SELECTED TEXT:
........

# Emperor 'Prometheus'



## Catharsis (Mar 15, 2010)

Any opinions on this masterpice from Norway? It seems to be that this album has been grossly misinterpreted and overlooked; for various unfortunate reasons I should add.

The main reason I believe this to be is that the band who created it came from a black metal background and therefore put extremity at the forefront of the album's characteristics; putting off a large number of people in metal as a whole, who might otherwise give it more of a chance.
Then secondarily - I also think that the album was not understood; the approach to song-writing "went over people's heads". 

If more people gave this stunning piece of work (to this date unmatched by the songwriter, Ihsahn) they would see that it has incorporated influences from Shostakovich and Hindemith, for example, as well as numerous other 'expressionist' composers from the 20th century who were not afraid to use atonality in conjunction with traditional classical elements in order to create a dark atmosphere.


----------



## Johnny (Mar 7, 2010)

Don't have this. I doubt it's better than _In The Nightside Eclipse_. I will check it out though.

When people say something like a particular album goes over people's heads, I don't know what they mean.

And could you be more specific with where you see influences? And are you saying if people realised the album was influenced by those people, they would/should like it more?


----------



## Catharsis (Mar 15, 2010)

'Prometheus' should be considered as if it was by a different band. It is not befitting to see it in the same vicinity as an early album like 'In the Nightside Eclipse' because in musical evolutionary terms it is so far removed from it.

By "going over people's heads" I mean nothing more or nothing less than the principle of it being misunderstood; as if it was not comprehended as a piece of work.

_And could you be more specific with where you see influences? _
- The influences seem very obvious to me in the approach to scales, progressions/movements, avantgardism and so on. The melodies all bear the stylistic qualities of contemporary classical music from the early 20th century, IMO. Obviously if the tracks were played by an orchestra this would be more apparent.

_And are you saying if people realised the album was influenced by those people, they would/should like it more?_
- Not necessarily; only that they should be aware of it when they listen to the album: in other words to look past Emperor's context and background, and see it from purely compositional terms and artistic expression.


----------



## Johnny (Mar 7, 2010)

*By "going over people's heads" I mean nothing more or nothing less than the principle of it being misunderstood; as if it was not comprehended as a piece of work.*

I still don't know what you mean. How can something not be comprehended as a piece of work? What are you talking about?


----------



## Johnny (Mar 7, 2010)

*approach to scales, progressions/movements, avantgardism.*

Pretty loose vague stuff there as well IMO. I'd welcome something more specific though.


----------



## David58117 (Nov 5, 2009)

You know what, I'm gonna go back and give this another listen to today. I remember when it came out, and I definitely wouldn't say it was "overlooked" as it was as popular as a black metal release is going to get. Believe me (I was there!), high school kids were running rampant with it! 

Personally, I had a hard time liking anything outside of Nightside Eclipse, and within the popular black metal band range, I always thought Old Mans Child was the much more interesting and creative band. Later emperor just seemed so.....like great musicians who lost their spark and were just going through the motions. But clearly I'm in the minority on that one.


----------



## Catharsis (Mar 15, 2010)

........

GIVEN MATERIAL:
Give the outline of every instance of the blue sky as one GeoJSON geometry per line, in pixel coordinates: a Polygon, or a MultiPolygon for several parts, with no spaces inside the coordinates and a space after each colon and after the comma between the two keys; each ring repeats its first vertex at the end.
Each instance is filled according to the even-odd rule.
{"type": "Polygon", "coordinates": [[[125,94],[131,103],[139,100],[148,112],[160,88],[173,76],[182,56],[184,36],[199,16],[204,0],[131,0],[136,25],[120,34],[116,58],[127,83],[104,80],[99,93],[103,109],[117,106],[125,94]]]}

........

Reproduce, word for word, the part of the Emperor 'Prometheus' forum thread above that opens with the words containing "When people say" and closes with "removed from it.".

When people say something like a particular album goes over people's heads, I don't know what they mean.

And could you be more specific with where you see influences? And are you saying if people realised the album was influenced by those people, they would/should like it more?


----------



## Catharsis (Mar 15, 2010)

'Prometheus' should be considered as if it was by a different band. It is not befitting to see it in the same vicinity as an early album like 'In the Nightside Eclipse' because in musical evolutionary terms it is so far removed from it.